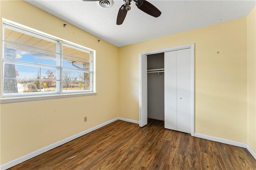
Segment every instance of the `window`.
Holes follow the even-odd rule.
[[[93,92],[93,51],[7,23],[2,98]]]

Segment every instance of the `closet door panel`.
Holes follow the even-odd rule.
[[[177,130],[177,51],[164,53],[164,128]]]
[[[190,133],[190,49],[177,53],[177,128]]]

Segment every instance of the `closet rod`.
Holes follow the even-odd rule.
[[[158,68],[158,69],[152,69],[150,70],[148,70],[148,71],[157,71],[157,70],[164,70],[164,68]]]
[[[164,71],[149,71],[148,72],[148,73],[151,73],[152,72],[164,72]]]

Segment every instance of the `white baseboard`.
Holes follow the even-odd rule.
[[[195,133],[195,137],[199,137],[199,138],[204,139],[205,139],[209,140],[215,142],[220,142],[220,143],[225,143],[225,144],[230,145],[231,145],[235,146],[236,147],[241,147],[241,148],[246,148],[247,149],[249,152],[252,154],[252,156],[256,160],[256,152],[252,150],[252,149],[248,145],[248,144],[241,142],[236,142],[236,141],[231,141],[228,139],[224,139],[219,138],[217,137],[212,137],[211,136],[208,136],[205,135],[200,134],[199,133]]]
[[[230,145],[235,146],[236,147],[241,147],[241,148],[247,148],[247,144],[241,142],[236,142],[228,139],[226,139],[222,138],[219,138],[217,137],[214,137],[211,136],[208,136],[205,135],[195,133],[195,137],[199,138],[204,139],[205,139],[209,140],[210,141],[214,141],[215,142],[220,142],[220,143],[225,143],[226,144]]]
[[[250,146],[248,144],[247,144],[247,147],[246,148],[249,152],[250,152],[252,156],[254,158],[254,159],[256,159],[256,152],[254,152],[254,150],[252,150],[252,149],[250,147]]]
[[[118,117],[118,120],[122,120],[123,121],[128,121],[128,122],[133,123],[134,123],[140,124],[140,122],[136,120],[132,120],[130,119],[123,118],[122,117]]]
[[[39,155],[40,154],[42,154],[43,153],[50,150],[51,149],[59,147],[62,145],[70,141],[84,135],[87,134],[87,133],[92,132],[92,131],[95,131],[96,129],[102,127],[104,126],[106,126],[106,125],[113,122],[117,120],[126,121],[128,122],[132,123],[138,124],[139,124],[139,121],[137,121],[128,119],[124,118],[122,117],[116,117],[116,118],[104,122],[103,123],[102,123],[100,125],[99,125],[97,126],[90,128],[89,129],[86,130],[76,135],[74,135],[72,136],[64,139],[62,140],[57,142],[56,143],[53,143],[43,148],[38,149],[37,150],[36,150],[35,151],[33,152],[28,154],[20,157],[8,162],[0,165],[0,170],[6,170],[6,169],[8,169],[12,166],[15,166],[15,165],[18,165],[18,164],[22,162],[32,158],[34,158],[35,156]],[[250,147],[250,146],[246,143],[242,143],[240,142],[236,142],[228,139],[219,138],[216,137],[214,137],[210,136],[208,136],[205,135],[202,135],[196,133],[194,133],[194,137],[199,137],[200,138],[204,139],[205,139],[214,141],[216,142],[220,142],[221,143],[223,143],[226,144],[231,145],[232,145],[236,146],[242,148],[246,148],[251,153],[251,154],[252,154],[252,155],[254,158],[256,159],[256,153],[255,153],[255,152],[252,150],[252,148],[251,148],[251,147]]]
[[[100,125],[95,126],[93,127],[90,128],[88,130],[84,131],[83,132],[80,132],[77,134],[74,135],[70,137],[65,139],[63,140],[60,141],[58,142],[57,142],[56,143],[53,143],[50,145],[45,147],[43,148],[38,149],[37,150],[36,150],[28,154],[27,154],[24,156],[21,156],[19,158],[18,158],[14,160],[12,160],[2,165],[0,165],[0,170],[6,170],[6,169],[9,168],[15,165],[27,160],[32,158],[34,158],[38,155],[42,154],[54,148],[59,147],[62,145],[66,143],[67,142],[70,141],[80,137],[84,135],[87,134],[92,131],[95,131],[99,128],[103,127],[109,123],[113,122],[118,119],[118,117],[113,119],[112,120],[107,121]]]

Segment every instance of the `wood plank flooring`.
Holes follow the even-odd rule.
[[[118,120],[10,170],[256,170],[247,149]]]

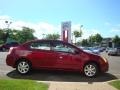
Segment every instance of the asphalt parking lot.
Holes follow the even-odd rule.
[[[60,82],[105,82],[120,79],[120,56],[108,56],[105,52],[101,55],[109,61],[109,71],[95,78],[87,78],[79,72],[59,71],[32,71],[29,75],[20,75],[15,69],[5,63],[7,52],[0,52],[0,78],[30,79],[39,81],[60,81]]]

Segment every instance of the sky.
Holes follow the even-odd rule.
[[[71,21],[72,32],[83,31],[82,38],[96,33],[103,37],[120,36],[120,0],[0,0],[0,28],[23,26],[34,35],[61,32],[61,22]]]

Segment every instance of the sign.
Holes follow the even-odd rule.
[[[71,43],[71,22],[62,22],[61,24],[61,39]]]

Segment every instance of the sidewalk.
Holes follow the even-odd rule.
[[[117,90],[104,83],[50,82],[49,90]]]

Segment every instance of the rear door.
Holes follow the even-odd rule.
[[[75,54],[75,49],[62,42],[53,42],[52,50],[56,55],[56,68],[70,70],[80,68],[80,56]]]
[[[37,41],[30,45],[32,50],[31,59],[35,67],[53,68],[55,64],[55,56],[51,51],[50,41]]]

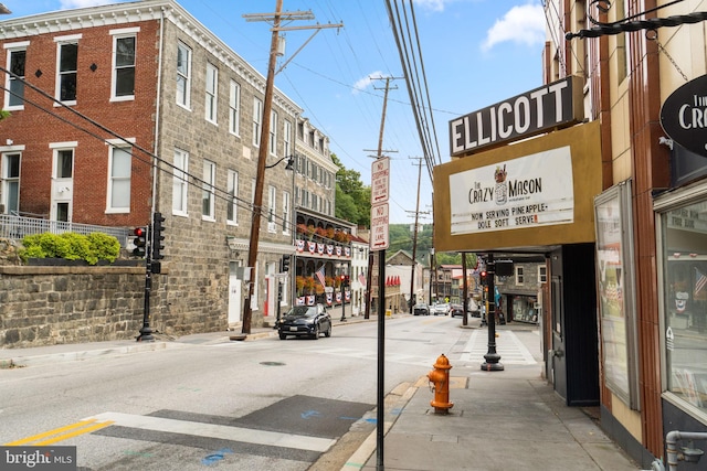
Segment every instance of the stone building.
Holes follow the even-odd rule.
[[[3,212],[128,228],[161,213],[155,329],[236,327],[247,282],[253,324],[274,317],[275,281],[294,253],[295,196],[308,194],[296,193],[285,165],[305,130],[299,106],[275,89],[264,117],[265,77],[172,0],[10,19],[0,38],[0,104],[11,113],[0,124]],[[264,119],[268,169],[257,266],[249,270]],[[326,140],[317,133],[317,144]],[[333,188],[336,170],[319,164]],[[333,195],[317,208],[333,214]]]

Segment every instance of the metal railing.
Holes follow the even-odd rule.
[[[91,224],[77,224],[63,221],[15,216],[12,214],[0,214],[0,237],[21,240],[25,235],[44,233],[76,233],[83,235],[104,233],[116,237],[120,243],[120,247],[125,248],[128,243],[130,229],[126,227],[94,226]]]

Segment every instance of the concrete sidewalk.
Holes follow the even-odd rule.
[[[335,327],[341,324],[340,310],[330,312]],[[401,315],[409,314],[393,314],[387,320]],[[377,322],[377,319],[376,315],[370,320],[362,315],[347,317],[346,322]],[[472,318],[467,328],[479,329],[478,324],[479,320]],[[497,327],[499,331],[505,329],[531,328],[523,324]],[[224,343],[238,335],[240,332],[226,331],[181,338],[156,333],[155,342],[136,342],[133,339],[0,350],[0,370],[189,344]],[[244,341],[276,335],[273,328],[252,329]],[[454,406],[449,415],[436,415],[430,406],[434,394],[425,376],[415,384],[400,385],[386,398],[382,468],[378,467],[378,432],[374,430],[341,470],[640,469],[605,436],[591,414],[585,409],[567,407],[540,374],[539,364],[505,365],[500,372],[484,372],[479,365],[478,371],[469,372],[467,376],[456,376],[452,370],[450,400]],[[320,468],[315,463],[312,469]]]
[[[502,372],[479,365],[466,377],[452,374],[450,383],[449,415],[435,414],[434,393],[421,377],[386,411],[382,460],[373,432],[341,471],[641,469],[597,417],[564,405],[538,365],[506,365]]]

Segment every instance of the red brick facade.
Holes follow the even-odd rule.
[[[110,100],[113,42],[116,30],[134,29],[136,38],[135,98]],[[151,158],[133,149],[130,211],[108,213],[108,156],[105,140],[117,136],[134,140],[136,147],[154,152],[157,103],[157,64],[159,22],[140,21],[118,28],[96,26],[32,35],[27,45],[25,79],[39,90],[25,86],[24,109],[0,124],[0,144],[12,141],[21,150],[20,211],[49,215],[53,150],[51,143],[76,142],[73,165],[72,217],[75,223],[106,226],[145,224],[151,206]],[[78,39],[75,39],[80,35]],[[72,38],[77,47],[76,104],[70,109],[55,105],[57,68],[56,38]],[[7,66],[8,49],[27,39],[2,40],[2,62]],[[4,94],[0,94],[7,108]],[[98,125],[98,126],[96,126]],[[110,133],[115,132],[114,136]]]

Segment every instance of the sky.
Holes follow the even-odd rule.
[[[118,0],[2,0],[12,14],[122,3]],[[400,2],[400,0],[397,0]],[[391,0],[391,4],[395,0]],[[275,0],[178,0],[263,76],[272,25],[243,15],[273,13]],[[408,6],[410,0],[404,0]],[[425,105],[432,109],[437,159],[450,161],[449,122],[542,85],[545,14],[540,0],[413,0]],[[330,151],[370,184],[382,122],[383,154],[390,158],[390,224],[432,223],[432,181],[403,79],[400,54],[384,0],[283,0],[284,11],[310,11],[313,20],[285,33],[285,55],[275,87],[297,103],[303,116],[329,137]],[[344,23],[342,28],[315,26]],[[316,32],[316,34],[315,34]],[[314,34],[314,36],[313,36]],[[420,58],[420,57],[419,57]]]

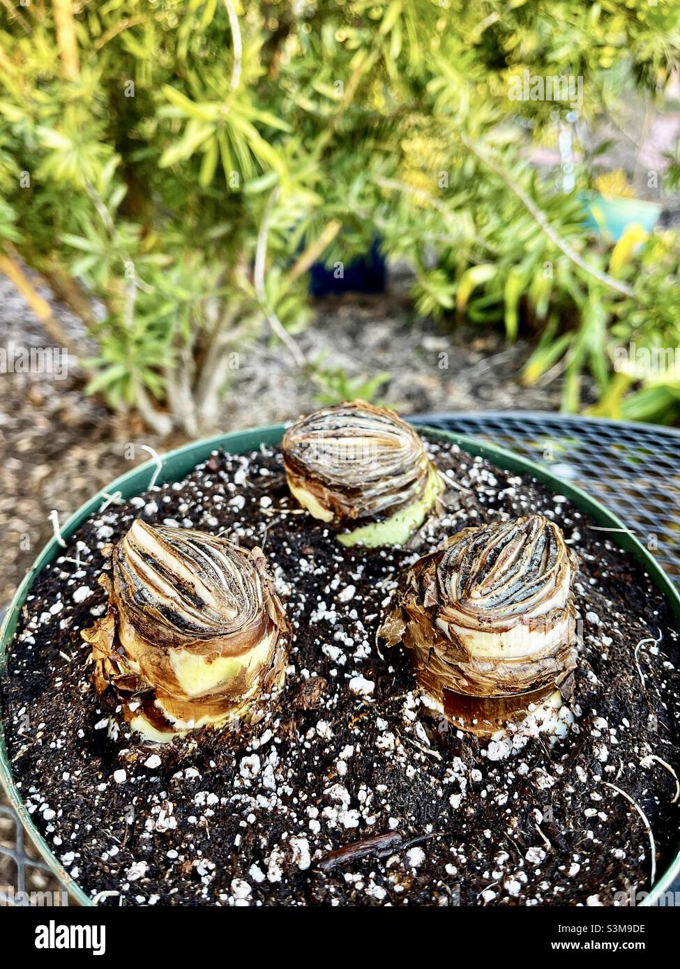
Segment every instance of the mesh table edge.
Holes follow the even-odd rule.
[[[477,437],[545,464],[617,514],[680,585],[679,430],[534,411],[417,414],[408,420]],[[0,805],[0,817],[13,821],[15,828],[14,847],[0,845],[0,856],[14,861],[17,904],[28,905],[26,869],[49,868],[26,854],[14,810]],[[680,890],[680,880],[674,889]],[[0,905],[12,904],[12,895],[0,890]]]

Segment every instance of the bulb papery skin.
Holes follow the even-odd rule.
[[[171,739],[254,715],[280,687],[290,630],[261,549],[141,519],[113,553],[109,610],[82,638],[98,693]]]
[[[409,568],[379,635],[411,653],[427,705],[491,735],[570,695],[576,571],[542,516],[466,528]]]
[[[361,400],[301,418],[281,453],[292,495],[346,546],[403,545],[444,487],[415,430]]]

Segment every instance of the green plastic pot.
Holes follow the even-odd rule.
[[[613,531],[609,538],[621,548],[631,552],[634,558],[649,573],[658,589],[664,595],[675,617],[675,621],[680,627],[680,596],[671,584],[668,577],[662,570],[661,566],[652,558],[646,548],[630,533],[623,522],[602,505],[595,501],[580,488],[574,487],[567,482],[561,481],[552,475],[547,469],[528,461],[524,457],[513,454],[502,448],[497,448],[490,444],[481,444],[471,438],[459,434],[451,434],[434,428],[420,427],[421,432],[425,432],[429,437],[437,440],[448,441],[458,444],[470,454],[479,455],[492,461],[494,464],[506,471],[515,474],[529,474],[545,484],[551,491],[564,494],[582,512],[586,512],[594,518],[599,525],[605,528],[622,529]],[[157,483],[180,481],[186,477],[197,464],[208,459],[211,451],[221,448],[231,453],[244,453],[249,451],[256,451],[261,444],[276,445],[283,433],[282,424],[275,424],[269,427],[256,427],[251,430],[240,431],[233,434],[223,434],[217,437],[207,438],[195,444],[188,444],[183,448],[171,451],[162,458],[163,472],[159,476]],[[156,470],[154,461],[148,461],[140,465],[133,471],[116,478],[107,488],[109,494],[119,491],[124,499],[129,499],[139,495],[148,488],[149,483]],[[92,515],[96,514],[105,500],[105,492],[98,491],[93,498],[82,505],[74,516],[62,527],[61,533],[68,539],[74,535],[81,525]],[[31,571],[21,582],[16,591],[12,605],[10,606],[0,633],[0,677],[5,675],[7,669],[7,650],[14,638],[16,623],[19,617],[21,607],[28,595],[36,576],[46,565],[58,558],[62,549],[57,542],[52,539],[43,548],[40,555],[33,564]],[[58,859],[52,854],[47,841],[36,828],[31,815],[23,804],[23,799],[12,775],[12,769],[7,754],[5,743],[5,734],[0,709],[0,778],[7,791],[7,794],[18,814],[24,828],[35,841],[38,850],[47,861],[49,868],[56,877],[65,885],[73,898],[81,905],[92,905],[92,899],[69,876],[64,870]],[[680,851],[664,874],[653,887],[643,905],[654,905],[663,894],[670,889],[675,878],[680,874]]]

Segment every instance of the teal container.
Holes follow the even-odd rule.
┄┄┄┄┄┄┄┄┄┄
Collect every line above that contains the word "closet".

* **Written solution**:
Segment every instance of the `closet door panel`.
Segment every instance of the `closet rod`.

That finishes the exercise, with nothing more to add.